Pointing dataset records
━━━━━━━━━━

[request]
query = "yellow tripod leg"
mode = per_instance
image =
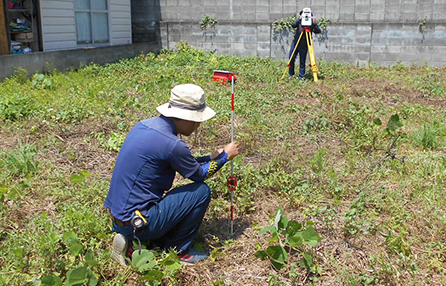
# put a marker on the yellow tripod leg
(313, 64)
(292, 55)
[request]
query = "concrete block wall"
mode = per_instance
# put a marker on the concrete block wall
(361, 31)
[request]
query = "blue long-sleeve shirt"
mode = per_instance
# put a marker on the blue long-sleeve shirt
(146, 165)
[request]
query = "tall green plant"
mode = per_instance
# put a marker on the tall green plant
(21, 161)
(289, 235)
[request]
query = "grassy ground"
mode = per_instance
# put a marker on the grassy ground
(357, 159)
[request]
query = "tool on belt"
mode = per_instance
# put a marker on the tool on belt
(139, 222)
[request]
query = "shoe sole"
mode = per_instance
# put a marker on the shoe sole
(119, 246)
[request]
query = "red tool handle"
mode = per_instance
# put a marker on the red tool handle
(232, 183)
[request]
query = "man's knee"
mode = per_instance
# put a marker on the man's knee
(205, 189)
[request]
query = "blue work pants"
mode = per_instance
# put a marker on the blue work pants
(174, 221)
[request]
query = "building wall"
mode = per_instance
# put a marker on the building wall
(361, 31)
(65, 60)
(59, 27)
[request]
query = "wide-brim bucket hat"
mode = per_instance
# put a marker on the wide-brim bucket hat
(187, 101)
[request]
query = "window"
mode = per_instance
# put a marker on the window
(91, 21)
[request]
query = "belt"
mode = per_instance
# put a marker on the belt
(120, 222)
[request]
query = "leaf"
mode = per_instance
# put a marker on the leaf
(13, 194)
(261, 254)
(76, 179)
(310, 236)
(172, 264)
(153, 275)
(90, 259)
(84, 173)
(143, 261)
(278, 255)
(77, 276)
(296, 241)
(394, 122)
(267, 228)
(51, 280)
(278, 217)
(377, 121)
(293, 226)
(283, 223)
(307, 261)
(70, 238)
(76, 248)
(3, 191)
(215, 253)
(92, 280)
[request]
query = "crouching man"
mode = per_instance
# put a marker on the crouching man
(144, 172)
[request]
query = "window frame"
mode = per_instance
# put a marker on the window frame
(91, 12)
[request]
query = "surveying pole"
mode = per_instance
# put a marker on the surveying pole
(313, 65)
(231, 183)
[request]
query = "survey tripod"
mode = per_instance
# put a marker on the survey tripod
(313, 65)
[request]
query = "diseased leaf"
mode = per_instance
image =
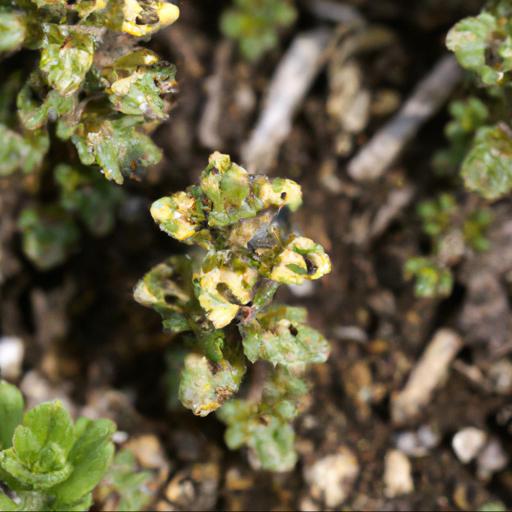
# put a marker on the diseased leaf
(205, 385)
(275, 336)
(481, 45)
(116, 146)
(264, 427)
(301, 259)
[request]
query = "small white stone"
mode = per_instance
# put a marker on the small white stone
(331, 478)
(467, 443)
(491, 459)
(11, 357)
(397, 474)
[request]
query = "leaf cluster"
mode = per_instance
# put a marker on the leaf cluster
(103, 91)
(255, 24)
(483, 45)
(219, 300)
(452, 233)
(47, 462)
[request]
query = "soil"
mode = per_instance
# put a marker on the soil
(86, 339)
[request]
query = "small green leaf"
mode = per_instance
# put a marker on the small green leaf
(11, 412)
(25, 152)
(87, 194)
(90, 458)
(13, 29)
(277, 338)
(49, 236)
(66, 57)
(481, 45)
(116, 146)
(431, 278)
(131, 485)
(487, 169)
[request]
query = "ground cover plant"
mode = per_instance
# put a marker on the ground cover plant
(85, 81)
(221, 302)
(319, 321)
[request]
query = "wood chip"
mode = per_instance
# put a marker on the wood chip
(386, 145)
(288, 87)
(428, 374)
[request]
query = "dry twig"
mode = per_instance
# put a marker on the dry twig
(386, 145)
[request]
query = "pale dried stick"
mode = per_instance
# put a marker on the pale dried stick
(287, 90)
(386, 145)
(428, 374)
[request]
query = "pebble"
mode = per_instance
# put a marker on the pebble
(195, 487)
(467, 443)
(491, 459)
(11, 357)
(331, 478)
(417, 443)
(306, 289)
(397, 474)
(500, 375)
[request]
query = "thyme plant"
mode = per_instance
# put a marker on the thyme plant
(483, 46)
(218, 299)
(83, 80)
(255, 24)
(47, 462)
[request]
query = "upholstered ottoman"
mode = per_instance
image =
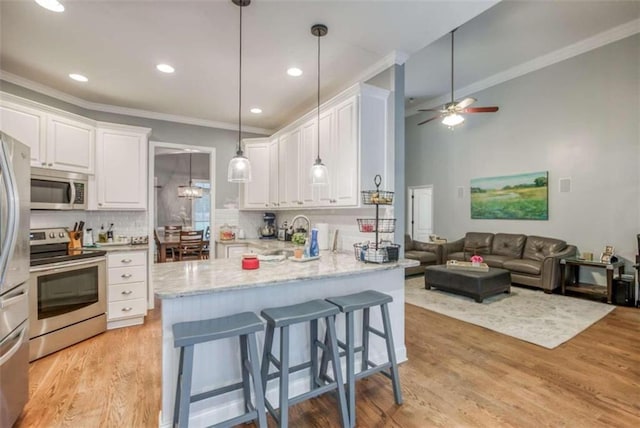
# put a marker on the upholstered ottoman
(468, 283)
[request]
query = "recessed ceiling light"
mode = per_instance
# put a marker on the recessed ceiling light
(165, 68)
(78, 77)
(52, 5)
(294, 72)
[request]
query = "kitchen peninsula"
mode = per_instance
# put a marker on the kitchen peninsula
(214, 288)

━━━━━━━━━━

● **Objective**: Transcribe every line from the records above without alteration, and leave out the images.

● **Solution to this exercise**:
[request]
query = "yellow tripod leg"
mode = per_instance
image =
# put a marker on the yellow tripod leg
(313, 64)
(292, 55)
[request]
query = "concrete block wall"
mode = per_instance
# put a marker on the concrete block wall
(361, 31)
[request]
query = "blue long-sleeve shirt"
mode = per_instance
# put a marker on the blue long-sleeve shirt
(146, 165)
[request]
query = "tall green plant"
mode = per_instance
# put a marker on the tall green plant
(21, 161)
(289, 235)
[request]
query = "grassy ground"
mode = per_instance
# put a marker on the grassy ground
(357, 159)
[request]
query = "tool on belt"
mode = per_instance
# put a marker on the tool on belt
(139, 222)
[request]
query = "shoe sole"
mode = per_instance
# put a marker on the shoe sole
(119, 246)
[request]
query = "red tool handle"
mode = per_instance
# put a marker on the red tool handle
(232, 183)
[request]
query = "man's knee"
mode = per_instance
# put a marker on the man's knee
(205, 189)
[request]
query = "blue work pants"
mode = per_instance
# put a marker on the blue work pants
(174, 221)
[request]
query = "building wall"
mode = per_instance
# put a marker on the building wall
(361, 31)
(65, 60)
(59, 27)
[request]
query = "wide-brim bucket hat"
mode = per_instance
# put a marker on the wide-brim bucket hat
(187, 101)
[request]
query = "window"
mode = per_instance
# put a marker on the window
(91, 21)
[request]
query = "belt"
mode = per_instance
# put a marker on the belt
(120, 222)
[request]
query = "leaf"
mode = per_instance
# put a marker on the leaf
(13, 194)
(261, 254)
(76, 179)
(310, 236)
(172, 264)
(153, 275)
(90, 259)
(84, 173)
(143, 261)
(278, 255)
(77, 276)
(296, 241)
(394, 122)
(267, 228)
(51, 280)
(278, 217)
(377, 121)
(293, 226)
(283, 223)
(307, 261)
(70, 238)
(76, 248)
(3, 191)
(215, 253)
(92, 280)
[request]
query = "crouching man"
mode = per_instance
# put a marker on the crouching man
(144, 172)
[request]
query = "window frame"
mode = per_instance
# put a marker on the window frame
(91, 12)
[request]
query = "surveying pole"
mode = per_instance
# put a marker on the surveying pole
(313, 65)
(231, 183)
[request]
query = "survey tripod"
mode = per_instance
# put a marker on the survey tripod
(313, 65)
[request]
query = "diseased leaf"
mode = per_instance
image =
# put a marker on the diseased leaf
(205, 385)
(275, 336)
(481, 45)
(116, 146)
(264, 427)
(301, 259)
[request]
query = "small white stone"
mode = per_instance
# put a marker on the small white stone
(331, 478)
(467, 443)
(491, 459)
(11, 357)
(397, 474)
[request]
query = "leaf cluster"
mode = per_instance
# put a marker on the leaf cluster
(103, 91)
(255, 24)
(483, 45)
(219, 300)
(452, 233)
(47, 462)
[request]
query = "soil"
mode = per_instance
# put a marker on the soil
(86, 339)
[request]
query = "small green leaf"
mode = per_instance
# put a marker on the small green leaf
(11, 412)
(25, 152)
(87, 194)
(90, 458)
(13, 29)
(277, 338)
(49, 236)
(66, 57)
(481, 45)
(116, 146)
(431, 278)
(131, 485)
(487, 169)
[request]
query = "ground cover plant"
mode = per_instance
# put a marker on the ground cover plant
(85, 81)
(221, 302)
(319, 321)
[request]
query = "wood chip"
mode = per_instance
# put a marker on the wood chip
(386, 145)
(288, 87)
(428, 374)
[request]
query = "dry twig"
mode = per_instance
# put a marker on the dry twig
(386, 145)
[request]
query = "pale dried stick"
mode = per_instance
# put a marker on the pale dried stick
(287, 90)
(386, 145)
(428, 374)
[request]
query = "pebble"
mode = per_instance
# put a marker on the pebble
(195, 487)
(467, 443)
(491, 459)
(11, 357)
(331, 478)
(417, 443)
(306, 289)
(397, 474)
(500, 375)
[request]
query = "thyme plant"
mode = per_instance
# put a marker on the thyme plant
(483, 46)
(218, 299)
(83, 80)
(255, 24)
(47, 462)
[request]
query = "upholstered ottoman"
mode = per_instance
image =
# put a marker on the upholstered ottoman
(468, 283)
[request]
query = "recessed ceiling light"
mode = per_instance
# put a marker on the recessed ceiling light
(165, 68)
(78, 77)
(52, 5)
(294, 72)
[request]
query = "kitchen peninsula"
mode = per_instance
# put a marker on the kitchen peninsula
(214, 288)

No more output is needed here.